● WHAT YOU NEED TO DO
Exactly as given, restate each record that follows.

SUPPLIED RECORDS Start Marker

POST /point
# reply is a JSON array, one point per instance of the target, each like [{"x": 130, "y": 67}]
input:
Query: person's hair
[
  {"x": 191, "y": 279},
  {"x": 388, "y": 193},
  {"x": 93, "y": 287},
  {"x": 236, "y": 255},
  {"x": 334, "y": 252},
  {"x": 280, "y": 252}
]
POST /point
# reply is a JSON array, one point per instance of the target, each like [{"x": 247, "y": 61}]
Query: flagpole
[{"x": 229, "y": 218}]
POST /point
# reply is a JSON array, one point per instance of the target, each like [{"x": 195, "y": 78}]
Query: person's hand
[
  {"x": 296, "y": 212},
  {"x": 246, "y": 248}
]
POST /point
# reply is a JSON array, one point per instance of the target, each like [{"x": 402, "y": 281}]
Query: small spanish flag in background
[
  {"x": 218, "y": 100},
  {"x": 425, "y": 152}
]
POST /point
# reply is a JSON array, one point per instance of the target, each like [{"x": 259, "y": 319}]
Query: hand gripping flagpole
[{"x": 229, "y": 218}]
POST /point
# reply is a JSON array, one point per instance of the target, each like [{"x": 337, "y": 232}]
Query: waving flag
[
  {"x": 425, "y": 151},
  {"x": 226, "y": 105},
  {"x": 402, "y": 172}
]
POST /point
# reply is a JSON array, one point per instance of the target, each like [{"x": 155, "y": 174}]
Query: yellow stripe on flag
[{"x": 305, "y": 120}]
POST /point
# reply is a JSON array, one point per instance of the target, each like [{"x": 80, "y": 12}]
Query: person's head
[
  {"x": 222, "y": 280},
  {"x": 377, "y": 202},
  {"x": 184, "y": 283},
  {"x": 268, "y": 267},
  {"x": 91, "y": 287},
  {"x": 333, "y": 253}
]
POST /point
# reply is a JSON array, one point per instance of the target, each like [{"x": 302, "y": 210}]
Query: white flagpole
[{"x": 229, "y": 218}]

SUPPLIED RECORDS End Marker

● EXERCISE OUTPUT
POST /point
# reply is a JSON array, one point per instance of the target, each like [{"x": 130, "y": 67}]
input:
Query: person's hair
[
  {"x": 191, "y": 279},
  {"x": 388, "y": 193},
  {"x": 93, "y": 287},
  {"x": 236, "y": 255},
  {"x": 334, "y": 252},
  {"x": 280, "y": 252}
]
POST /point
# reply is a JSON array, one point per instance of the target, each like [{"x": 247, "y": 61}]
Query: flagpole
[{"x": 229, "y": 218}]
POST /point
# reply is a JSON array, one point per instance of the target, each like [{"x": 195, "y": 78}]
Query: person's hand
[
  {"x": 296, "y": 212},
  {"x": 246, "y": 248}
]
POST /point
# reply is a JSON array, one point per instance of the target, each like [{"x": 402, "y": 281}]
Query: small spanish flag in background
[
  {"x": 218, "y": 100},
  {"x": 425, "y": 152}
]
POST /point
# reply is a JSON array, one point per instance of the target, each like [{"x": 259, "y": 319}]
Query: hand gripping flagpole
[{"x": 229, "y": 218}]
POST /point
# reply is a JSON array, one point per instance of the target, each like [{"x": 337, "y": 232}]
Query: waving flag
[
  {"x": 425, "y": 151},
  {"x": 226, "y": 105},
  {"x": 402, "y": 172}
]
POST /point
# reply is a JSON array, one point per instance of the target, each like [{"x": 155, "y": 174}]
Query: yellow stripe on flag
[{"x": 305, "y": 120}]
POST /point
# reply is a JSON array, one point per instance of the target, each like [{"x": 80, "y": 12}]
Query: person's head
[
  {"x": 222, "y": 280},
  {"x": 377, "y": 202},
  {"x": 184, "y": 283},
  {"x": 268, "y": 267},
  {"x": 91, "y": 287},
  {"x": 333, "y": 253}
]
POST /point
# reply is a JSON array, one point per instance of the target, each like [{"x": 302, "y": 210}]
Query: white flagpole
[{"x": 229, "y": 218}]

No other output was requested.